Exercise description:
Copy out every one of the following items word for word.

Collection entries:
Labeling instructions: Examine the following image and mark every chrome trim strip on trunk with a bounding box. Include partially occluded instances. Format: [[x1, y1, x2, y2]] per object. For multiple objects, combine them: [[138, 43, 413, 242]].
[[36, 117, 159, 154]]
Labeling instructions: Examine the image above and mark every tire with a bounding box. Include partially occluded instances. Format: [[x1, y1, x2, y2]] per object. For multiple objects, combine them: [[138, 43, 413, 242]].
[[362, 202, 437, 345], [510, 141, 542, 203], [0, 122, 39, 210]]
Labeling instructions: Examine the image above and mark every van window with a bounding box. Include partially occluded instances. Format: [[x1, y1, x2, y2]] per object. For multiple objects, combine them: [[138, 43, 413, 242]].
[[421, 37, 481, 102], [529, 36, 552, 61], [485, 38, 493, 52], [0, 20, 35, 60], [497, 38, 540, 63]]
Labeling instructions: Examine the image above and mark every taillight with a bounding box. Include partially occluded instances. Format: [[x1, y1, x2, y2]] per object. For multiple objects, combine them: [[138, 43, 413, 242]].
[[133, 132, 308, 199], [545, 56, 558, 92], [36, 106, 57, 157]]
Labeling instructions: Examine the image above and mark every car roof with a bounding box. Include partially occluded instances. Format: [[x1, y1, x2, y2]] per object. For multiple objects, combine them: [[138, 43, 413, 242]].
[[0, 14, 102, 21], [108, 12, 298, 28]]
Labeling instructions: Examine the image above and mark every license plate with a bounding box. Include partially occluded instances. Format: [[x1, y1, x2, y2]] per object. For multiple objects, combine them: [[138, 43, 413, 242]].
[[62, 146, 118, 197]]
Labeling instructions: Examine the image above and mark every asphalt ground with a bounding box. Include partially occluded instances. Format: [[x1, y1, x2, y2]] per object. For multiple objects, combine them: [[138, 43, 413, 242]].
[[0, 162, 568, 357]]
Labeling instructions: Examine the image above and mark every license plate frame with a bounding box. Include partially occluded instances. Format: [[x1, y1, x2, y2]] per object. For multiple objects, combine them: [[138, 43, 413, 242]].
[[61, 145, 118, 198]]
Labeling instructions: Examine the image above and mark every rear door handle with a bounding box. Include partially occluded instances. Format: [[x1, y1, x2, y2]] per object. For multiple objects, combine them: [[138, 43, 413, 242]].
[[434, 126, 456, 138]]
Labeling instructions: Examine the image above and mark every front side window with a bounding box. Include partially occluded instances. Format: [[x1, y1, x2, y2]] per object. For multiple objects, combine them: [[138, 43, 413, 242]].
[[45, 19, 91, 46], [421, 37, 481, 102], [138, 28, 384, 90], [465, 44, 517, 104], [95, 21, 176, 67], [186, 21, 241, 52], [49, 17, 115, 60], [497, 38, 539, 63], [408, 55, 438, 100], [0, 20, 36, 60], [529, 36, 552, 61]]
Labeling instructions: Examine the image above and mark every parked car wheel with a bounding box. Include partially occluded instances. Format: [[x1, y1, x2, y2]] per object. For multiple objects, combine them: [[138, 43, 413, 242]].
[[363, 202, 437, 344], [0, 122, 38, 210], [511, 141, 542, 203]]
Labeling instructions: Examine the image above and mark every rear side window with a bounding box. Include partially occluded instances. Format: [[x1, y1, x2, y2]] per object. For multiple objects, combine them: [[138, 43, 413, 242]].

Reply:
Labeling instructions: Examine the following image and mark every chrome trim strip on trunk with a bounding box. Include partially occluded instances. Format: [[x1, y1, x2, y2]] per object. For multiple objects, combine them: [[138, 43, 413, 242]].
[[36, 117, 159, 154]]
Labeling instructions: Examine the image above and mark every tire with a bounding box. Include partially occluded instances. Format: [[x1, y1, x2, y2]] per object. For multiple objects, combine them: [[138, 43, 413, 242]].
[[362, 202, 437, 345], [510, 141, 542, 203], [0, 122, 39, 210]]
Labeling instructions: Examine the image above and mark every van window with a bounding box. Include partially occluded instances. Format: [[x1, y1, x2, y2]] per object. For multiple objects, combine them: [[138, 43, 413, 242]].
[[421, 37, 481, 102], [529, 36, 552, 61], [485, 38, 493, 52], [0, 20, 35, 60], [497, 38, 540, 63]]
Labeling instructions: Examine the image above and mark every taillight with a bounding box. Include partially occluded instances. Format: [[x1, y1, x2, y2]] per object. For multiple objects, combine them: [[138, 43, 413, 242]].
[[133, 132, 308, 199], [545, 56, 558, 92], [36, 106, 57, 157]]
Labeling instructions: Examine the image above and mark every car roof with a bounding box. Include partially occluded instances. Format: [[x1, y1, x2, y2]] per object. For multiple objects, combine them: [[138, 43, 413, 242]].
[[0, 14, 102, 21], [108, 12, 298, 28]]
Labeling instructions: Examine the image above and mark every license plate with a bounding box. Include partially occluded instances. Format: [[x1, y1, x2, y2]] per object. For multiple objects, combine them: [[138, 43, 413, 242]].
[[62, 146, 118, 197]]
Labeling instructions: Examine the image above and mark every asphalt ground with a bounding box. Include partially occluded instances. Format: [[x1, y1, x2, y2]] per object. For multiple objects, combine them: [[138, 43, 413, 242]].
[[0, 162, 568, 357]]
Labeling instructions: Examine the image above and mark every license plate frame with a bounding box. Include partially occluded instances. Format: [[x1, y1, x2, y2]] per object. For multiple objects, combine them: [[138, 43, 413, 242]].
[[61, 145, 118, 198]]
Labeling instructions: Examine the image above and mark every rear door handle with a bounding box. Include partially occluded instances. Format: [[x1, y1, x2, y2]] per object. For multiple objects, combine them: [[138, 43, 413, 242]].
[[434, 126, 456, 138]]
Labeling instructions: Examine the image above and mark every front side window with a bounding box. Include partially occluded instances. Format: [[x1, y1, x2, y2]] per object. For multiple objects, combine them: [[138, 43, 413, 242]].
[[45, 19, 91, 46], [421, 37, 481, 102], [138, 28, 384, 90], [465, 44, 517, 104], [95, 21, 176, 67], [186, 21, 241, 52], [49, 17, 115, 60], [497, 38, 539, 63], [408, 55, 438, 100], [0, 20, 36, 60], [529, 36, 552, 61]]
Labeling instructions: Examine the image above and mark every parked car wheel with a bounding box. Include partially occluded instances. Format: [[x1, y1, x2, y2]] per object. For multiple objects, combine them: [[138, 43, 413, 242]].
[[363, 202, 437, 344], [0, 122, 38, 210], [511, 141, 542, 203]]
Labeling instructions: Examine the image above and mark every rear side window with a bounding box. Include partially occluded instances. Format: [[x1, y1, x2, y2]] per object. For multiple objects, combine them: [[138, 43, 413, 242]].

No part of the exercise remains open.